▶ [DOCUMENT SEGMENT]:
════════════════════
The last few months have been painful ones for the Technology sector. Twitter, Salesforce, Microsoft, and Google have significantly slashed their employee base, and Linked In is full of stories of people sharing their stories and others supporting them. The ones who have left are doing their best to pick up new roles, while those remaining behind are often left with survivor’s guilt.


The cold-hearted brutality with which the layoffs were executed hurts people more than being made redundant. We are constantly told that the workplace is an extension of our family. Organizations trusted us with managing huge budgets, sensitive information, and intellectual property worth millions of dollars. We are constantly reminded that we are the best of the best, and that’s why we deserve all the perks and benefits showered upon us. However, when it came to redundancy, organizations could not suddenly trust us. Hence, when a mother woke up at 3 AM to breastfeed their kids and decided to check their email, she got the shock of her life. She was locked out of her devices and got an email on her personal ID informing her of the decision. There are hundreds of such stories on Linked In, and it’s gut-wrenching to read them.

The easiest thing is to blame the organization. Almost everyone starts by saying they let people down or are cold and heartless entities. An organization is a legal entity that does not have a soul or a heart. It’s the people and the shared culture that breathes life into that entity, and those people did not become evil overnight. Let’s dive deeper into this truth and examine how Yuval Noah Harari summarizes organizations in Sapiens.

Modern businesspeople and lawyers are, in fact, powerful sorcerers. The principal difference between them and tribal shamans is that modern lawyers tell far stranger tales. The legend of Peugeot affords us a good example.
════════════════════
[Lines of data]
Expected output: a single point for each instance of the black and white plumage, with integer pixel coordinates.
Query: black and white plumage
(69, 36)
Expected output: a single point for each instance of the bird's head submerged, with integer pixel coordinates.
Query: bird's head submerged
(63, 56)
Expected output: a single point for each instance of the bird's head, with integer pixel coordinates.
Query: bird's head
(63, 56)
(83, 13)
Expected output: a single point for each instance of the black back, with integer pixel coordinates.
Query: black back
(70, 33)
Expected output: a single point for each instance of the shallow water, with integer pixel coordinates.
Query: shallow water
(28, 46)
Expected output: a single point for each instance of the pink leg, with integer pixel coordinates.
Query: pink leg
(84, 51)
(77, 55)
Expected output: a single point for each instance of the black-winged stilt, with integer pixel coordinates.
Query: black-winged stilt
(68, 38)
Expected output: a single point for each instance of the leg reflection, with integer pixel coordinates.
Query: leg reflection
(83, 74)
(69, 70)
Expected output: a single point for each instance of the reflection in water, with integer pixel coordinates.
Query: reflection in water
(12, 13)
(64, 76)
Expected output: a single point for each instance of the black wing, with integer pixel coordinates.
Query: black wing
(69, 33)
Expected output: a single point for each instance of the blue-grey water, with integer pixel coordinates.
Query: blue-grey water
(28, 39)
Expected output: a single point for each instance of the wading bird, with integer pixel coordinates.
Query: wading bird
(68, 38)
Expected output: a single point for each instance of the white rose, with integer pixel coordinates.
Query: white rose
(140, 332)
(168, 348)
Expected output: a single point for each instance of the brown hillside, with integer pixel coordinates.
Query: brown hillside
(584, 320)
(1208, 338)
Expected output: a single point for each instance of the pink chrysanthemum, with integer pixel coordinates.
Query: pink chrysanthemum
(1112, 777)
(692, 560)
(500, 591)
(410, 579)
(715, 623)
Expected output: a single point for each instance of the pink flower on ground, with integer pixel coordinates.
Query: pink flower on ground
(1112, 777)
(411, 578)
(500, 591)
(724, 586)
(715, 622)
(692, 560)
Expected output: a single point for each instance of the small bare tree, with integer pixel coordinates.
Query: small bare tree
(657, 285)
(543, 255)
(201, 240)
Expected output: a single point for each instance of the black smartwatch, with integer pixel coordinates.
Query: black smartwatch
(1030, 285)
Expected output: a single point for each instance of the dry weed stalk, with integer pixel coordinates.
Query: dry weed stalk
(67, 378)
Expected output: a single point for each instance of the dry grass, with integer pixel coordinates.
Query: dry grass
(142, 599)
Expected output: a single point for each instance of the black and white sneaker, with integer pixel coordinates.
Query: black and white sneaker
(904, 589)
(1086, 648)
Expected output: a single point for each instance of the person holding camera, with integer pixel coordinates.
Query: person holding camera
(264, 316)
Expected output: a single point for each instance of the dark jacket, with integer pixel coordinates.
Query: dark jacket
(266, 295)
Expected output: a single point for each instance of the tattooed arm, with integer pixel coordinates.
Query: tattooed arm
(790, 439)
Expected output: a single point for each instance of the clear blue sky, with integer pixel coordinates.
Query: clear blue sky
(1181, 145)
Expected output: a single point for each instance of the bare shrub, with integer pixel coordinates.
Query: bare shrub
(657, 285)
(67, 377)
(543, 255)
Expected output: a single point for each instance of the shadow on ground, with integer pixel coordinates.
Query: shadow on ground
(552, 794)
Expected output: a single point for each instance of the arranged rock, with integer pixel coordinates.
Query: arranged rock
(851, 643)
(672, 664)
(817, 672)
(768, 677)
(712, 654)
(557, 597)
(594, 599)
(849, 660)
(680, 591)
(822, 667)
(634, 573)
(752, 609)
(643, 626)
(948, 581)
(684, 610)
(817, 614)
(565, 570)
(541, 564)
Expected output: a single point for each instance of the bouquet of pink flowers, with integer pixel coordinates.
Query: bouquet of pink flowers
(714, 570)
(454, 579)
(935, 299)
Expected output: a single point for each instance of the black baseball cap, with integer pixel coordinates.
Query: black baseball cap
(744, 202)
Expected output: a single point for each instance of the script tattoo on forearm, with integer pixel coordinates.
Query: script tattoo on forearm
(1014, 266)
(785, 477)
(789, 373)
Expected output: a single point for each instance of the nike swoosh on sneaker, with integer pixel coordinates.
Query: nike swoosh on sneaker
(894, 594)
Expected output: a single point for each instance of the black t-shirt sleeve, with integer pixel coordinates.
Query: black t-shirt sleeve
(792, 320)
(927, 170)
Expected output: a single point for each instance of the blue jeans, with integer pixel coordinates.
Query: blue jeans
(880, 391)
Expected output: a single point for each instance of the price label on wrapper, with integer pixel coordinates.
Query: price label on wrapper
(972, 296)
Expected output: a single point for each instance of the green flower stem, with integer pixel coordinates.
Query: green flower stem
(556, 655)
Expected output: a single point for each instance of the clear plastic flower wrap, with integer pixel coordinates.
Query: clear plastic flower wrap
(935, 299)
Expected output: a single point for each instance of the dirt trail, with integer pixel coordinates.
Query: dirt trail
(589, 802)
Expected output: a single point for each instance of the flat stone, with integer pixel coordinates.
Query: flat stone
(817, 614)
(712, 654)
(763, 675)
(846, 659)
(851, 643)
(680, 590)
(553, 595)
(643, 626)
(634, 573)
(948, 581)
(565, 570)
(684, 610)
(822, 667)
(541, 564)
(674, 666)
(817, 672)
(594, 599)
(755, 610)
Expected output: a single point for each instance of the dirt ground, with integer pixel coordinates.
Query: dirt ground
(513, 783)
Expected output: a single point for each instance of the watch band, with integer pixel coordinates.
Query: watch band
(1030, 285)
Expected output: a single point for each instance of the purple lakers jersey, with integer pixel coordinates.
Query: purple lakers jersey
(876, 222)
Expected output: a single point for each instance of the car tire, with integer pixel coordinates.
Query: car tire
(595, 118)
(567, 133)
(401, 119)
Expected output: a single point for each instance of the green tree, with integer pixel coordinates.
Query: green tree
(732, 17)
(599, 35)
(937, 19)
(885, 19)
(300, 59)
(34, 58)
════════════════════
▶ [EXERCISE BRIEF]: Write out the portion of the passage on technology layoffs that begins with "The last few" and ends after "with survivor’s guilt.", reproducing its wording precisely. These records come from a source separate from the passage on technology layoffs.

▶ [OUTPUT FOR THIS EXERCISE]:
The last few months have been painful ones for the Technology sector. Twitter, Salesforce, Microsoft, and Google have significantly slashed their employee base, and Linked In is full of stories of people sharing their stories and others supporting them. The ones who have left are doing their best to pick up new roles, while those remaining behind are often left with survivor’s guilt.